What the task requires: An exact copy is needed of the lines in the entries below from the line with "Target: ocean water" up to and including the line with "Where can the orange roof", and of nothing else. Leave the pictures out.

- - - - -

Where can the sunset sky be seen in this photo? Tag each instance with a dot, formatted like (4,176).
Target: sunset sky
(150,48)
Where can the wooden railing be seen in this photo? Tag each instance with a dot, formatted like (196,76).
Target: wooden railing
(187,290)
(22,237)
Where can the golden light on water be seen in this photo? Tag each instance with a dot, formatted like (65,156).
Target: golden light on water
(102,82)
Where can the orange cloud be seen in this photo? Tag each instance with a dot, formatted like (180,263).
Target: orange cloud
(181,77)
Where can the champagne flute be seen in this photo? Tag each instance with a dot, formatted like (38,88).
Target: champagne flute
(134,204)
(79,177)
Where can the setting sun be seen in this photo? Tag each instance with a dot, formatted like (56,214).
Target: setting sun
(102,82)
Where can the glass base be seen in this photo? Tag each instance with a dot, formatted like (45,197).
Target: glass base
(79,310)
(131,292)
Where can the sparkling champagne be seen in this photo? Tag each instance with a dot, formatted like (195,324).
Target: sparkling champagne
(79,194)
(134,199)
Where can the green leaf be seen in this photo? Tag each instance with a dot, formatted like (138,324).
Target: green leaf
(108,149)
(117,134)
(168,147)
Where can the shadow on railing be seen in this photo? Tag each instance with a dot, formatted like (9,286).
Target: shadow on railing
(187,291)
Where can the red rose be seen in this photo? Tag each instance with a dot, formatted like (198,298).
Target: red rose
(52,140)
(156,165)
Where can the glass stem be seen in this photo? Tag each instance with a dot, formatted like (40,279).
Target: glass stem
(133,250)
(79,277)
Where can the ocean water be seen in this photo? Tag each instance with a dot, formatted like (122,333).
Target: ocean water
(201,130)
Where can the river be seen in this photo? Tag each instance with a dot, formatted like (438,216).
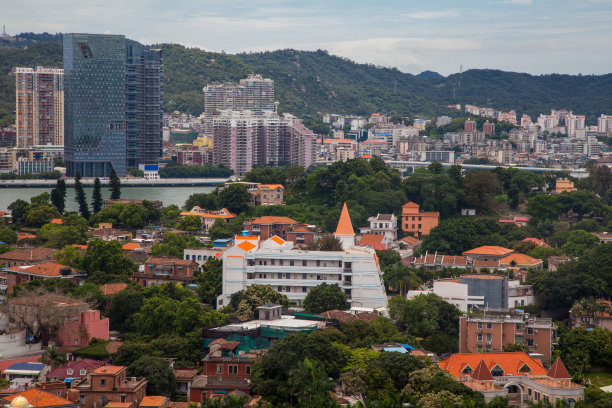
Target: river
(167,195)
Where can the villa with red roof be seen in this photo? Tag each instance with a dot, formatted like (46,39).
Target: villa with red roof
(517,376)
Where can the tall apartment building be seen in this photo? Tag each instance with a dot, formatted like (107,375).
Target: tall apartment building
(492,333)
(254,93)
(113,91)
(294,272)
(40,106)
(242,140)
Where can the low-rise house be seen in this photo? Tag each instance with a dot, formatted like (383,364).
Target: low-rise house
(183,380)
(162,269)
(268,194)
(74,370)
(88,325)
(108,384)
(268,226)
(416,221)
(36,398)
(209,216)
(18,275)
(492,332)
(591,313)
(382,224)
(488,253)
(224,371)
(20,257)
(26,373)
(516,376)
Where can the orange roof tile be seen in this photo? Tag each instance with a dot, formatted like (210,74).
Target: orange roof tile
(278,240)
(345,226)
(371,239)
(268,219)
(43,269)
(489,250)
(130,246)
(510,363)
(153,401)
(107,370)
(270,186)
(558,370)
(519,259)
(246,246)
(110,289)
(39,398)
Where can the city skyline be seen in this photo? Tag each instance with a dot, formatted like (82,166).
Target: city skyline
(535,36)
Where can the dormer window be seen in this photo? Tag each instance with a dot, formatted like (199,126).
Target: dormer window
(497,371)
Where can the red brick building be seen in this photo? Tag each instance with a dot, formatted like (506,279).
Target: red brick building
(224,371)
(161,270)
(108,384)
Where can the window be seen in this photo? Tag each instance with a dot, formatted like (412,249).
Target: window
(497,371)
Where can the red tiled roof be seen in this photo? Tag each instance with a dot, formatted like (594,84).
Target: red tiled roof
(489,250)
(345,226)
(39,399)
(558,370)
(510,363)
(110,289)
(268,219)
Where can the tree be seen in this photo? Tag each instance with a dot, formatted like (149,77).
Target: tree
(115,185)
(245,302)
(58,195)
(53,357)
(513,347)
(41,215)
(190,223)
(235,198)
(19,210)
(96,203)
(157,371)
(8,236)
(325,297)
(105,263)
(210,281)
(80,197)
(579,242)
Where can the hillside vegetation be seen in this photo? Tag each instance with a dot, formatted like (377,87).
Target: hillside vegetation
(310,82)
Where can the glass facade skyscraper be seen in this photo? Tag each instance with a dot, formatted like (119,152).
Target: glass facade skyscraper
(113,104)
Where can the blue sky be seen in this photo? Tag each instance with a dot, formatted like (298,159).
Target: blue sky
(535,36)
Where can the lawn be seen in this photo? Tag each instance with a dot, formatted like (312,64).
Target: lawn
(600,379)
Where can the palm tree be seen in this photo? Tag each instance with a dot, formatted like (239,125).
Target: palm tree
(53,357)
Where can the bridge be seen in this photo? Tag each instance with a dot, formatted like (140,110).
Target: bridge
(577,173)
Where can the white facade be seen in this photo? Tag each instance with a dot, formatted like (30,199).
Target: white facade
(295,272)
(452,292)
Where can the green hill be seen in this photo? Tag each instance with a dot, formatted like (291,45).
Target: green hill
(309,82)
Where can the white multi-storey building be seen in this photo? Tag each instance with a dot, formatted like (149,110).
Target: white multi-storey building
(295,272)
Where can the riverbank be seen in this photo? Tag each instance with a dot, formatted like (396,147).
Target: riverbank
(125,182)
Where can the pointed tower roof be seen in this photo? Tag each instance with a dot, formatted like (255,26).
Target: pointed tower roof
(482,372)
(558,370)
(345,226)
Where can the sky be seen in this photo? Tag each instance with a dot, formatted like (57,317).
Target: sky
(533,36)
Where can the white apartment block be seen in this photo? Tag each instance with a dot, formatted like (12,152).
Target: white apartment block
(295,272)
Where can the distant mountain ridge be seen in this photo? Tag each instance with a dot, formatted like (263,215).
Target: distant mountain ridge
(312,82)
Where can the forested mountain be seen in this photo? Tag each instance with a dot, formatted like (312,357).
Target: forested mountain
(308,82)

- - - - -

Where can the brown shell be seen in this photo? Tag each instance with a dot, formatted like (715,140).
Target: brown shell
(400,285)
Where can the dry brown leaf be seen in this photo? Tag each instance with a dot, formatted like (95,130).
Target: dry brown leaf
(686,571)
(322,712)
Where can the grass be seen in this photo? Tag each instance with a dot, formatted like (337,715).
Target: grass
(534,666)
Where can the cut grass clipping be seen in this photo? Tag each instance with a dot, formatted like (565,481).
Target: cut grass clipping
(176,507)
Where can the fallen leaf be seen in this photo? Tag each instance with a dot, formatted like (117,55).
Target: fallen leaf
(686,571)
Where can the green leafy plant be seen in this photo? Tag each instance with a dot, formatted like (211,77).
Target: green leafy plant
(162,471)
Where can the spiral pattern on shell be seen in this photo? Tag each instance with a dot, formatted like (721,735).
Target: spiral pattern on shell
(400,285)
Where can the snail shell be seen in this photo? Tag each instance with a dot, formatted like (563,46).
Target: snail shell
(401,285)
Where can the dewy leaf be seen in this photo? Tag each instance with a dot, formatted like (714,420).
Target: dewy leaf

- - - - -

Your solution:
Target: ocean water
(201,130)
Where can the river be seen in this photo? Tag each instance with a dot, formatted like (438,216).
Target: river
(167,195)
Where can the villa with red roof be seen in this photo? Tag each instance with a dot, formatted like (46,39).
Target: villa with red roof
(517,376)
Where can the tall apartment building be seen in this photo? Tag each instance with a dot, formatted like (107,375).
Target: tall apartment building
(492,333)
(254,93)
(113,91)
(294,272)
(40,106)
(242,140)
Where can the low-rise house be seen in this photo? Tag each instance with a dot, formatted like (383,364).
Target: low-rise house
(183,380)
(162,269)
(268,194)
(74,370)
(88,325)
(108,384)
(268,226)
(416,221)
(36,398)
(209,216)
(18,275)
(492,332)
(591,313)
(382,224)
(488,253)
(224,371)
(20,257)
(26,373)
(516,376)
Where can the orange roof tile be seen in this photo? Tag each instance with a dot, formatted like (210,74).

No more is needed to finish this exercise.